AUSGEWÄHLTER TEXT ::

============

In einem Umfeld, in dem von den Zentralbanken eine Fortsetzung der Unterstützungsmaßnahmen erwartet wird, sich die makroökonomischen Gegebenheiten verbessern und Anleger auf die Zeit nach der Pandemie zu blicken scheinen, sollten sich Investment-Grade-Unternehmensanleihen weiterhin gut entwickeln. Die kräftige Nachfrage nach neuen Anleihen, die geringere Emissionstätigkeit und die hohen Kapitalzuflüsse schaffen ein günstiges Gleichgewicht und die Kreditspreads weisen nur eine sehr geringe Volatilität auf. Die Begrenzung des Durationsrisikos bei gleichzeitiger Verminderung der Kreditqualität ist nach wie vor die beste Methode.

============

DATENSATZ ::

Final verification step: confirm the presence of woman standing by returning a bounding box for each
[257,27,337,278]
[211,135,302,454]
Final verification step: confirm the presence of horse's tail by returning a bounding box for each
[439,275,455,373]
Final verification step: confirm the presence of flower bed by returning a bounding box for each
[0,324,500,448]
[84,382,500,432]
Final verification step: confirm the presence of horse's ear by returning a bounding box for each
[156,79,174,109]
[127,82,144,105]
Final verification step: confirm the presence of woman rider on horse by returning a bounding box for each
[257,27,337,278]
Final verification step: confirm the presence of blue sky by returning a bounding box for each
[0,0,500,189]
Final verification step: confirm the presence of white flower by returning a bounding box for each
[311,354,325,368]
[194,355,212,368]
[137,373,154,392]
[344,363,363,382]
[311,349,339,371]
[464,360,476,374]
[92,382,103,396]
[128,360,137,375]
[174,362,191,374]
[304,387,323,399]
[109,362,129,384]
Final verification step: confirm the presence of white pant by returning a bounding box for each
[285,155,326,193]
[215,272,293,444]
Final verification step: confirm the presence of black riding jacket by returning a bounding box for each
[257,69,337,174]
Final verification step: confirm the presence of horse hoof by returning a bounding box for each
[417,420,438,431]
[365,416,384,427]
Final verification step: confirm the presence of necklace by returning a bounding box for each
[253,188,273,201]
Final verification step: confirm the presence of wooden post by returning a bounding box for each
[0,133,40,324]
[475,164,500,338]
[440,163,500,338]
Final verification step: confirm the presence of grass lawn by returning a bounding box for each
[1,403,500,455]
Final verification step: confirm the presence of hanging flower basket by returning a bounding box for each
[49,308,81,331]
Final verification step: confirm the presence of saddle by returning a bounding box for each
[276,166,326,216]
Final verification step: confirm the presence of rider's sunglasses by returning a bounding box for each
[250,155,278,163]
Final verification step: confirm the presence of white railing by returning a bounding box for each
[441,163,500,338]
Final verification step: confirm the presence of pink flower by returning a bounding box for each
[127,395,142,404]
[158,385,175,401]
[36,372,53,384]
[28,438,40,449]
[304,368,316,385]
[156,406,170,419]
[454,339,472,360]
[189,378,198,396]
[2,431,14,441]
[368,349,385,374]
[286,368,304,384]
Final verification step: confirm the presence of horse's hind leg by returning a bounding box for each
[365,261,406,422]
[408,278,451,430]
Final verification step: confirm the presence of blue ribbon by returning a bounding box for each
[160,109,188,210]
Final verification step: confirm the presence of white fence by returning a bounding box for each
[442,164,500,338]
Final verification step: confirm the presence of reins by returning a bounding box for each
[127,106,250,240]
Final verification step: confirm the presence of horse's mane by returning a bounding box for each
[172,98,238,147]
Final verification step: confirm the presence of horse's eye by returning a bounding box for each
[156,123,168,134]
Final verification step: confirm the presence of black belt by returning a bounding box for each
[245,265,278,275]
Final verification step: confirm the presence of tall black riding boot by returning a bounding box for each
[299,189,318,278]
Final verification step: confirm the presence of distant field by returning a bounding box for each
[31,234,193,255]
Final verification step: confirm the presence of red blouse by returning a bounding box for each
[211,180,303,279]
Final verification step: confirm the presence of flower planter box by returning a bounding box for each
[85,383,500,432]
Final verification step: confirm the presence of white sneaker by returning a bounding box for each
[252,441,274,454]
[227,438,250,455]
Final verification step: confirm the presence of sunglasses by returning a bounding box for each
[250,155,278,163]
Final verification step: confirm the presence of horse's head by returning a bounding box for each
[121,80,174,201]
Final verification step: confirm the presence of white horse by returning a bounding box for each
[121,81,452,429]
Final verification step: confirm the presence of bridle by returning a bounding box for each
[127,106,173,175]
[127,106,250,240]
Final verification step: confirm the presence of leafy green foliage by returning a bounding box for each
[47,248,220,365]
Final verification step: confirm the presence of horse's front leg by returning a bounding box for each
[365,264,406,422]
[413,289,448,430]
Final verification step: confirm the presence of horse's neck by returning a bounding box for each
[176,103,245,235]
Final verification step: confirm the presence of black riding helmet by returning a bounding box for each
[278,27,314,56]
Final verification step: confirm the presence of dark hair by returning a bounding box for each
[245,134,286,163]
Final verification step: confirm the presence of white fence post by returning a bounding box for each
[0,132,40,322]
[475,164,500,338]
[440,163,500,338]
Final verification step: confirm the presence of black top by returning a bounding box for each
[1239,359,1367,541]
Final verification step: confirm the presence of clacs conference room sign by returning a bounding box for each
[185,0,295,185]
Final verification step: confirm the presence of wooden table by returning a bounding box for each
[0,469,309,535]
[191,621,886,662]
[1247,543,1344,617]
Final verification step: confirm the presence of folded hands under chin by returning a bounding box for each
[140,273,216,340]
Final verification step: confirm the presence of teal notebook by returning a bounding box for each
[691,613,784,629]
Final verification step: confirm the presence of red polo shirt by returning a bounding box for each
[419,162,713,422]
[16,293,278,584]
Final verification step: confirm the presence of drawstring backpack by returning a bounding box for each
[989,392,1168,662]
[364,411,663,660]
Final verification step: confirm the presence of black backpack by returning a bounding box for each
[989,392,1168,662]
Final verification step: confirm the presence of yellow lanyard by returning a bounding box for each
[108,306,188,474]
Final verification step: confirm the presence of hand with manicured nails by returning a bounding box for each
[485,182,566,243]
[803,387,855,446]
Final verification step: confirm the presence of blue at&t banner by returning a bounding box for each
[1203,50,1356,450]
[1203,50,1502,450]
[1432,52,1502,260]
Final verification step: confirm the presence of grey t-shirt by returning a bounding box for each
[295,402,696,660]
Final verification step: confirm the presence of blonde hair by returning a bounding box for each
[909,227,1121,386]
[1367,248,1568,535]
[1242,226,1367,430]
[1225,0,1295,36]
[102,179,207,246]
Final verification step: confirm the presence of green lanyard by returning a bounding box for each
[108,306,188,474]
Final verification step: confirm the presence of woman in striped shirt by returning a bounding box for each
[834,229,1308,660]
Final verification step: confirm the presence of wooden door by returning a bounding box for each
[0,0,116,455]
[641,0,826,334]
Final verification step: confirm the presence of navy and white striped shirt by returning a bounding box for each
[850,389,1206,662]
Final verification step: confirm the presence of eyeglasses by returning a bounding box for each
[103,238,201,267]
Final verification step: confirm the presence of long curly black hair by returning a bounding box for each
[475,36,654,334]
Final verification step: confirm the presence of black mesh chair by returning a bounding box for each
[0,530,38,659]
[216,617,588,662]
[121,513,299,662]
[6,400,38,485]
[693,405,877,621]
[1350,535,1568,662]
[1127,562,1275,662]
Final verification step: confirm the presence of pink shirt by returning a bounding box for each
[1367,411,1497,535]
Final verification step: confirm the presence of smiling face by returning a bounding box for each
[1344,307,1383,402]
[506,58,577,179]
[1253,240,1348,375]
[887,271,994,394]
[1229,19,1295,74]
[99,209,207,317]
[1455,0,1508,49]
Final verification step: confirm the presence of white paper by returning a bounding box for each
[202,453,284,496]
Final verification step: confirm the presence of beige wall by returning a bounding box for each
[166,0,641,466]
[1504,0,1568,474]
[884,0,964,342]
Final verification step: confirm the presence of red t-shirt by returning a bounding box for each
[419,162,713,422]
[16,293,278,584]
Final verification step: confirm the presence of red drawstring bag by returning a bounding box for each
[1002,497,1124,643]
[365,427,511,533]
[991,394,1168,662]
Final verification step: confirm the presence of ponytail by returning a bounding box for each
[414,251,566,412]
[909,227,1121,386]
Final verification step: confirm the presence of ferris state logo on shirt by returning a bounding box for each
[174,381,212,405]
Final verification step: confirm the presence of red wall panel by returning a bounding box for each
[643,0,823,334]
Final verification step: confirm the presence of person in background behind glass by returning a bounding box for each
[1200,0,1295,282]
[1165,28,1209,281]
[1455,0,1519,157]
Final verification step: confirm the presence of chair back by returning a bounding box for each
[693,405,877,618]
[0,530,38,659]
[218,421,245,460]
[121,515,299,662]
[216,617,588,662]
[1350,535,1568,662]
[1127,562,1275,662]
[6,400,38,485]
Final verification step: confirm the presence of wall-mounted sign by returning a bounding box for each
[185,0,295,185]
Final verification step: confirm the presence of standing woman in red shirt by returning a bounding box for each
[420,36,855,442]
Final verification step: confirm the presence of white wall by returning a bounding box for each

============

AUFGABENSTELLUNG ::
A. Nenne alle Faktoren, die laut dem Text über Unternehmensanleihen ein günstiges Gleichgewicht schaffen.
B. Schreibe aus dem Text über Unternehmensanleihen den Wortlaut von „In einem Umfeld, in“ bis einschließlich „die beste Methode.“ ab.
C. Führe den Text über Unternehmensanleihen im Anschluss an seinen letzten Satz fort.

LÖSUNGEN ::
A.
- die kräftige Nachfrage nach neuen Anleihen
- die geringere Emissionstätigkeit
- die hohen Kapitalzuflüsse

B.
In einem Umfeld, in dem von den Zentralbanken eine Fortsetzung der Unterstützungsmaßnahmen erwartet wird, sich die makroökonomischen Gegebenheiten verbessern und Anleger auf die Zeit nach der Pandemie zu blicken scheinen, sollten sich Investment-Grade-Unternehmensanleihen weiterhin gut entwickeln. Die kräftige Nachfrage nach neuen Anleihen, die geringere Emissionstätigkeit und die hohen Kapitalzuflüsse schaffen ein günstiges Gleichgewicht und die Kreditspreads weisen nur eine sehr geringe Volatilität auf. Die Begrenzung des Durationsrisikos bei gleichzeitiger Verminderung der Kreditqualität ist nach wie vor die beste Methode.

C.
Für Anleger, die zusätzliche Risiken verkraften können, ist das Segment der hochverzinslichen Anleihen die passende Wahl. Die Kapitalzuflüsse von Anlegern, die reichlich vorhandene Liquidität und die staatlichen Konjunkturprogramme wirken unterstützend (wie auch die steigenden Ölpreise, wenn wir uns auf den US-Markt konzentrieren). Bei den Ratingveränderungen verbessern sich die Tendenzen weiterhin und nähern sich in den USA und Europa dem Wert von 2, was bedeutet, dass es doppelt so viele Heraufstufungen wie Herabstufungen gibt.
Das Umfeld für Schwellenländeranleihen bleibt günstig, solange die US-Realzinsen negativ bleiben und die Renditen nur langsam steigen. Bei unserem Engagement in Schwellenländeranleihen bevorzugen wir auf Hartwährung lautende Unternehmensanleihen, die ein besseres risikobereinigtes Profil haben. Unternehmensanleihen reagieren weniger empfindlich auf einen Anstieg der Realzinsen als Anleihen staatlicher Emittenten.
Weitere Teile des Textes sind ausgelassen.